### DIRECTIONS
Copy every line of the material below word for word, without changing anything.

### INFORMATION PROVIDED

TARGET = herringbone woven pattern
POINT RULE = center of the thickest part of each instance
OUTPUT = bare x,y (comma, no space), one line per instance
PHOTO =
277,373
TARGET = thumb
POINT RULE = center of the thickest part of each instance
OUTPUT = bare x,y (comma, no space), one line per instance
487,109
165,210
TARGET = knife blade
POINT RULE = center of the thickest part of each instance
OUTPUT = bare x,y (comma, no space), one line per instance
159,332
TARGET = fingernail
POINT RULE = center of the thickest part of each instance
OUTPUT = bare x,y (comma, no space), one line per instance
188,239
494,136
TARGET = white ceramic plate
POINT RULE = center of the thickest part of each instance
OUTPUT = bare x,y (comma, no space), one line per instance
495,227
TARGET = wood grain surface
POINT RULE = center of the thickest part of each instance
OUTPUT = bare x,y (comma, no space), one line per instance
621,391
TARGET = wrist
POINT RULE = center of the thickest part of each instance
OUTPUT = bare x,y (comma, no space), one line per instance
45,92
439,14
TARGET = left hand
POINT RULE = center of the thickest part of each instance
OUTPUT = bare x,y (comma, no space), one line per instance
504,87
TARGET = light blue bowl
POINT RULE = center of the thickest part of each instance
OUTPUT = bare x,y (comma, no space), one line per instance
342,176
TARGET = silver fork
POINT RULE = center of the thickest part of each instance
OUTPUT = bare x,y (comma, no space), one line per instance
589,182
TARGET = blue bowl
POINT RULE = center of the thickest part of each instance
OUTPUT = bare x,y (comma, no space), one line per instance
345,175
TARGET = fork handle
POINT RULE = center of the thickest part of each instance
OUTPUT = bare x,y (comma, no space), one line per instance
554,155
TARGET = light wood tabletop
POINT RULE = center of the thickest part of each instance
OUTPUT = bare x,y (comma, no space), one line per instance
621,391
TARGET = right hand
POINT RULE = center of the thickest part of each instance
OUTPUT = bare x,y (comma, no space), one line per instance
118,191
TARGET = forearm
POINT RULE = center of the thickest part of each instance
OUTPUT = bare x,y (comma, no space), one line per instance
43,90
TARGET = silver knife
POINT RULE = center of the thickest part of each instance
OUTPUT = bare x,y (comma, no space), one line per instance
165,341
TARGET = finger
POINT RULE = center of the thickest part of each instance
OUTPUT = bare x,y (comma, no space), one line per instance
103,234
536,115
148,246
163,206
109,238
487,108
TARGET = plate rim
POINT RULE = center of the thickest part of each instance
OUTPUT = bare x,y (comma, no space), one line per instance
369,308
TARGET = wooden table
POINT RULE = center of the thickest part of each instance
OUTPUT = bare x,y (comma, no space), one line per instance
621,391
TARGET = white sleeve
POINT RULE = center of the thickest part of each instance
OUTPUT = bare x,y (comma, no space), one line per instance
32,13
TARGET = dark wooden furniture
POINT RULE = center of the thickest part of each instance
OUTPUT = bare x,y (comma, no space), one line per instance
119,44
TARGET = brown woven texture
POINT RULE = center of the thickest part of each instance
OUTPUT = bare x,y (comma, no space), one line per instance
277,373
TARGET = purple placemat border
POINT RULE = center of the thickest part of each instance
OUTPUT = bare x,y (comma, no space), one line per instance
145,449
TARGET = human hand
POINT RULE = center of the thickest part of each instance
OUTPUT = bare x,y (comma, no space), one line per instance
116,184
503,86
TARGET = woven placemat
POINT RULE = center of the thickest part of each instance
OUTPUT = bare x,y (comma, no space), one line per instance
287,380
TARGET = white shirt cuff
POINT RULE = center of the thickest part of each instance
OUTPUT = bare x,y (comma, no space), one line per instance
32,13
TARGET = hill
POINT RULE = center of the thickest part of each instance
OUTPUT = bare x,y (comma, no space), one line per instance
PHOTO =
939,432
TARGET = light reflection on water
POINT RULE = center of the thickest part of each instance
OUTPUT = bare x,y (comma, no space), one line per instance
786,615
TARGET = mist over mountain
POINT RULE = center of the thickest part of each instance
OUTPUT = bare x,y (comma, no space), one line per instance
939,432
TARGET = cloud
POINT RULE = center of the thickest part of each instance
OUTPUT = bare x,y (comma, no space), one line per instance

### WRITTEN SOLUTION
TARGET = herringbone woven pattern
POINT RULE = center of the thickest part of each instance
OUTPUT = bare x,y (comma, no space), one line per instance
PHOTO =
277,373
TARGET = thumb
POINT RULE = center of the thickest part of each instance
OUTPUT = bare x,y (comma, no space), one line per instance
487,109
165,210
TARGET = knife blade
POINT RULE = center of the thickest part of each instance
OUTPUT = bare x,y (comma, no space), one line per instance
159,332
TARGET = fingernail
POINT RULE = center of the thickest part of each instance
OUTPUT = bare x,y (comma, no space), one line per instance
188,239
494,136
TARGET = white ceramic plate
POINT RULE = center of the thickest part of each instance
OUTPUT = bare x,y (comma, no space), one line per instance
495,227
TARGET = wood grain surface
POINT RULE = center of the thickest part of each instance
OUTPUT = bare x,y (comma, no space), one line per instance
621,391
TARGET = wrist
POINT RULE = center of the thickest part of each instance
OUTPUT = bare x,y (comma, no space), one line per instance
45,92
439,14
TARGET = left hand
POINT RULE = center of the thickest part of each instance
OUTPUT = bare x,y (comma, no space), one line per instance
504,87
TARGET = light blue bowl
POINT RULE = center of the thickest part of each instance
OUTPUT = bare x,y (comma, no space), one line per instance
342,176
TARGET = silver fork
POINT RULE = center of the thickest part of each instance
OUTPUT = bare x,y (comma, no space), one line per instance
589,182
TARGET = blue bowl
POINT RULE = center of the thickest part of each instance
OUTPUT = bare x,y (comma, no space), one line per instance
345,175
TARGET = fork handle
POINT RULE = center of the thickest part of each instance
OUTPUT = bare x,y (comma, no space), one line per instance
554,155
TARGET = light wood tabletop
POINT RULE = center of the thickest part of each instance
OUTPUT = bare x,y (comma, no space), one line per instance
621,391
TARGET = right hand
POINT RULE = center of the thickest part of each instance
OUTPUT = bare x,y (comma, no space), one line per instance
118,191
TARGET = forearm
POINT RULE = center of the thickest part of each instance
OUTPUT = bare x,y (comma, no space), one line per instance
43,90
TARGET = silver knife
POINT RULE = center of the thickest part of each instance
OUTPUT = bare x,y (comma, no space), one line per instance
165,341
TARGET = finger
POINT RULE = center of the thickest part of each instance
OUTPUT = bare x,y (comma, no space), one line per instance
103,234
536,115
148,246
163,206
109,238
487,108
TARGET = plate rim
POINT RULE = center of the thickest part of each instance
OUTPUT = bare x,y (comma, no space), one line per instance
369,308
TARGET = wooden table
POINT RULE = center of the thickest part of each instance
OUTPUT = bare x,y (comma, no space), one line per instance
621,391
TARGET = white sleeve
POINT RULE = center of the thickest part of each instance
OUTPUT = bare x,y (comma, no space), one line per instance
32,13
TARGET = dark wooden furniture
POINT RULE = center of the thickest part of each instance
OUTPUT = bare x,y (comma, no space), one line per instance
119,44
TARGET = brown woven texture
POINT RULE = center of the thickest part of each instance
OUTPUT = bare x,y (comma, no space), one line per instance
277,373
TARGET = purple placemat border
POINT RULE = center of the thickest part of each instance
OUTPUT = bare x,y (comma, no space), one line per instance
145,449
TARGET = human hand
POINT RULE = center of the thickest part of each instance
OUTPUT = bare x,y (comma, no space), one line per instance
116,184
503,86
TARGET = woven placemat
POINT RULE = center of the thickest part of each instance
OUTPUT = bare x,y (comma, no space), one line per instance
287,380
TARGET = white shirt cuff
POINT RULE = center of the thickest part of each instance
OUTPUT = bare x,y (comma, no space), one line per instance
32,13
TARGET = hill
POINT RULE = center of the thickest part of each instance
OUTPUT = bare x,y (comma, no space), one line per instance
PHOTO =
939,432
TARGET = light reflection on water
POINT RULE = center of the thickest part of each instance
OUTPUT = bare x,y (comma, no space), one line per instance
786,615
TARGET = mist over mountain
POINT RULE = center of the thickest part of each instance
OUTPUT = bare x,y (comma, no space), one line per instance
939,432
TARGET = cloud
POINT RULE = center of the thickest part of each instance
OUTPUT = bare x,y (comma, no space), one line per instance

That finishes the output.